Bereitgestellter Auszug>
---+---

Fachbeiträge
Nun schärt mal schön!
von Ulrich H. Schneider
Viele Unternehmen gehen mit großem Enthusiasmus, aber auch großer Naivität an das Thema Wissensmanagement heran, um dann schmerzlich erkennen zu müssen, dass die Mitarbeiter sich nicht um das Knowledge Sharing scheren. Wie kann hier Abhilfe geschaffen werden? Ist die Peitsche oder ist das Zuckerbrot wirkungsvoller? Überraschenderweise birgt die Zuckerbrot-Methode unerwartete Nachteile und weist ihr Peitschen-Pendant ungeahnte Vorteile auf, wie Ulrich H. Schneider in seinem Beitrag feststellt.
Inhaltsübersicht:
Wäre
der legendäre, um praktische Ratschläge nie verlegene
Alt-Bundespräsident Heinrich Lübke jemals mit der Herausforderung
konfrontiert gewesen, eine Wissensbank feierlich zu eröffnen
er hätte es vermutlich mit den Worten "Nun schärt
mal schön..." getan. Mit ähnlich naiver Hoffnung
werden viele Knowledge-Sharing-Initiativen in den Unternehmen gestartet
und damit zum Scheitern verurteilt: Die Mitarbeiter scheren sich
nicht um das Sharing...

---+---

Vorliegende Daten>
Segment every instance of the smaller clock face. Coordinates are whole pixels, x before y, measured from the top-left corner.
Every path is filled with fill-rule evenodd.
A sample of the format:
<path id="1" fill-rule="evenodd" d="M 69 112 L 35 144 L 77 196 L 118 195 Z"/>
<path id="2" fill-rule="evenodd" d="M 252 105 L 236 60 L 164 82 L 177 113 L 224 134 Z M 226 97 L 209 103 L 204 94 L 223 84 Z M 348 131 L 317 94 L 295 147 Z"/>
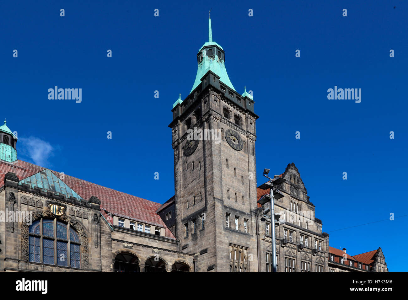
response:
<path id="1" fill-rule="evenodd" d="M 244 148 L 244 141 L 241 136 L 234 130 L 229 129 L 225 131 L 225 139 L 233 149 L 240 151 Z"/>
<path id="2" fill-rule="evenodd" d="M 198 140 L 187 140 L 183 147 L 183 149 L 184 149 L 184 155 L 186 156 L 192 154 L 197 148 L 199 142 L 199 141 Z"/>

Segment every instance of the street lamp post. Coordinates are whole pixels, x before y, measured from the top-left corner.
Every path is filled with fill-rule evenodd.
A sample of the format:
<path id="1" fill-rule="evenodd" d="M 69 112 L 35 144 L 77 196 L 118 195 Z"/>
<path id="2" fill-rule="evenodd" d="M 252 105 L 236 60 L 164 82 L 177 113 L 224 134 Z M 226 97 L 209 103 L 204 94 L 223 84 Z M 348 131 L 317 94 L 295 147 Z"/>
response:
<path id="1" fill-rule="evenodd" d="M 282 178 L 282 177 L 279 177 L 275 179 L 273 179 L 269 176 L 268 176 L 268 174 L 269 173 L 269 171 L 270 170 L 268 169 L 266 169 L 264 170 L 264 176 L 267 178 L 269 180 L 269 182 L 267 182 L 266 183 L 264 184 L 265 187 L 269 187 L 271 191 L 269 193 L 269 195 L 268 195 L 269 197 L 271 198 L 271 225 L 272 227 L 272 272 L 276 272 L 276 242 L 275 240 L 275 223 L 276 220 L 275 219 L 275 195 L 274 195 L 273 192 L 273 185 L 274 184 L 280 184 L 282 182 L 284 182 L 286 180 L 284 178 Z M 264 185 L 263 184 L 262 185 Z M 277 191 L 279 192 L 279 191 Z M 281 194 L 278 193 L 278 195 L 279 195 L 279 198 L 282 198 L 283 196 Z M 266 196 L 266 195 L 265 195 Z M 266 200 L 266 199 L 265 199 Z M 264 204 L 267 201 L 264 200 L 262 201 L 262 199 L 259 199 L 258 202 L 262 204 Z M 280 216 L 280 215 L 279 215 Z"/>

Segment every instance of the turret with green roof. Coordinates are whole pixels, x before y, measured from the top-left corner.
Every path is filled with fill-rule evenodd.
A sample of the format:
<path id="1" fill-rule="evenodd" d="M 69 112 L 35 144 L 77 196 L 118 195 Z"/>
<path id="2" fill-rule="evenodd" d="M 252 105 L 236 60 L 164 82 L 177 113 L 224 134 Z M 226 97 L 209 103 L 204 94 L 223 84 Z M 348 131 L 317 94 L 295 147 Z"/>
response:
<path id="1" fill-rule="evenodd" d="M 17 160 L 17 138 L 6 124 L 0 126 L 0 160 L 11 162 Z"/>

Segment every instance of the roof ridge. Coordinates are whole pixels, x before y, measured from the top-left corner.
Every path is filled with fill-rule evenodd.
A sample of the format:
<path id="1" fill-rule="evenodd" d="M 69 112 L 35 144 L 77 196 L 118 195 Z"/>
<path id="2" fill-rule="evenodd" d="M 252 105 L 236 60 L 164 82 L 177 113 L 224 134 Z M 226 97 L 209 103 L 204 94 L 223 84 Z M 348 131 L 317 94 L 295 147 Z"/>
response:
<path id="1" fill-rule="evenodd" d="M 50 171 L 51 171 L 51 172 L 52 172 L 53 173 L 53 172 L 55 172 L 55 173 L 61 173 L 60 172 L 58 172 L 58 171 L 55 171 L 55 170 L 52 170 L 51 169 L 49 169 L 49 168 L 44 168 L 43 167 L 41 167 L 41 166 L 39 166 L 39 165 L 38 165 L 37 164 L 32 164 L 31 162 L 26 162 L 25 160 L 17 160 L 16 161 L 19 161 L 19 160 L 20 161 L 21 161 L 21 162 L 26 162 L 27 163 L 27 164 L 32 164 L 33 166 L 35 166 L 36 167 L 41 167 L 41 168 L 44 168 L 44 169 L 42 170 L 41 170 L 42 171 L 43 171 L 44 170 L 46 170 L 46 169 L 48 169 L 48 170 L 49 170 Z M 38 173 L 38 172 L 37 172 L 37 173 Z M 36 174 L 37 173 L 34 173 L 34 174 Z M 30 175 L 30 176 L 32 176 L 33 175 L 34 175 L 34 174 L 32 174 L 31 175 Z M 54 175 L 55 175 L 55 176 L 56 176 L 56 175 L 55 174 L 54 174 Z M 122 191 L 118 191 L 117 190 L 115 190 L 115 189 L 111 189 L 111 188 L 108 187 L 105 187 L 105 186 L 103 186 L 103 185 L 101 185 L 100 184 L 98 184 L 97 183 L 95 183 L 94 182 L 91 182 L 90 181 L 88 181 L 88 180 L 85 180 L 84 179 L 81 179 L 81 178 L 78 178 L 78 177 L 74 177 L 73 176 L 71 176 L 71 175 L 68 175 L 67 174 L 65 174 L 65 173 L 64 173 L 64 175 L 65 175 L 65 176 L 68 176 L 68 177 L 71 177 L 71 178 L 75 178 L 75 179 L 78 179 L 78 180 L 82 180 L 82 181 L 84 181 L 86 182 L 88 182 L 88 183 L 89 183 L 90 184 L 94 184 L 95 185 L 97 185 L 97 186 L 98 186 L 99 187 L 101 187 L 104 188 L 105 189 L 109 189 L 112 190 L 112 191 L 115 191 L 118 192 L 118 193 L 122 193 L 123 194 L 124 194 L 125 195 L 129 195 L 129 196 L 132 196 L 132 197 L 136 197 L 136 198 L 138 198 L 139 199 L 142 199 L 142 200 L 146 200 L 146 201 L 149 201 L 149 202 L 151 202 L 152 203 L 156 203 L 156 204 L 160 204 L 160 205 L 162 205 L 161 203 L 159 203 L 158 202 L 155 202 L 154 201 L 151 201 L 151 200 L 147 200 L 146 199 L 144 199 L 144 198 L 141 198 L 140 197 L 138 197 L 137 196 L 135 196 L 134 195 L 132 195 L 131 194 L 128 194 L 127 193 L 125 193 L 124 192 L 122 192 Z M 27 177 L 25 177 L 25 178 L 22 178 L 22 179 L 19 178 L 19 179 L 20 180 L 22 180 L 22 179 L 25 179 L 26 178 L 27 178 L 29 177 L 30 177 L 30 176 L 27 176 Z M 69 185 L 68 186 L 69 186 Z"/>
<path id="2" fill-rule="evenodd" d="M 370 252 L 372 252 L 373 251 L 378 251 L 378 249 L 376 249 L 375 250 L 371 250 L 371 251 L 367 251 L 366 252 L 364 252 L 363 253 L 360 253 L 359 254 L 355 254 L 354 256 L 357 256 L 357 255 L 361 255 L 361 254 L 366 254 L 367 253 L 369 253 Z"/>

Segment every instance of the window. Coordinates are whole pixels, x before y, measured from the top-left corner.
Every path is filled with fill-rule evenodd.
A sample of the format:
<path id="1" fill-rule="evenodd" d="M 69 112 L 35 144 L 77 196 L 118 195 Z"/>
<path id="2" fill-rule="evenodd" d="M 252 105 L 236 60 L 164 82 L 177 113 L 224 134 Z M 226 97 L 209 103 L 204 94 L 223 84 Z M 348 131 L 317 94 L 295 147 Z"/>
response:
<path id="1" fill-rule="evenodd" d="M 231 111 L 226 107 L 224 107 L 224 117 L 229 120 L 231 118 Z"/>
<path id="2" fill-rule="evenodd" d="M 129 222 L 129 228 L 131 229 L 133 229 L 134 230 L 136 229 L 136 227 L 135 226 L 135 222 L 132 222 L 131 221 Z"/>
<path id="3" fill-rule="evenodd" d="M 316 272 L 324 272 L 324 271 L 323 270 L 324 270 L 323 266 L 321 264 L 316 264 L 316 265 L 315 266 L 315 267 L 316 267 Z"/>
<path id="4" fill-rule="evenodd" d="M 266 253 L 266 272 L 271 272 L 272 269 L 272 262 L 271 261 L 271 256 L 270 253 Z"/>
<path id="5" fill-rule="evenodd" d="M 285 271 L 295 272 L 296 269 L 296 260 L 295 258 L 285 258 Z"/>
<path id="6" fill-rule="evenodd" d="M 56 219 L 40 219 L 29 227 L 30 262 L 79 268 L 80 244 L 79 235 L 73 227 Z"/>
<path id="7" fill-rule="evenodd" d="M 310 263 L 302 260 L 301 262 L 302 272 L 310 272 Z"/>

---+---

Aufgabenstellung>
Mit welchen Worten hätte Heinrich Lübke laut dem Auszug vermutlich eine Wissensbank feierlich eröffnet?

Ergebnis>
Er hätte sie vermutlich mit den Worten „Nun schärt mal schön...“ eröffnet.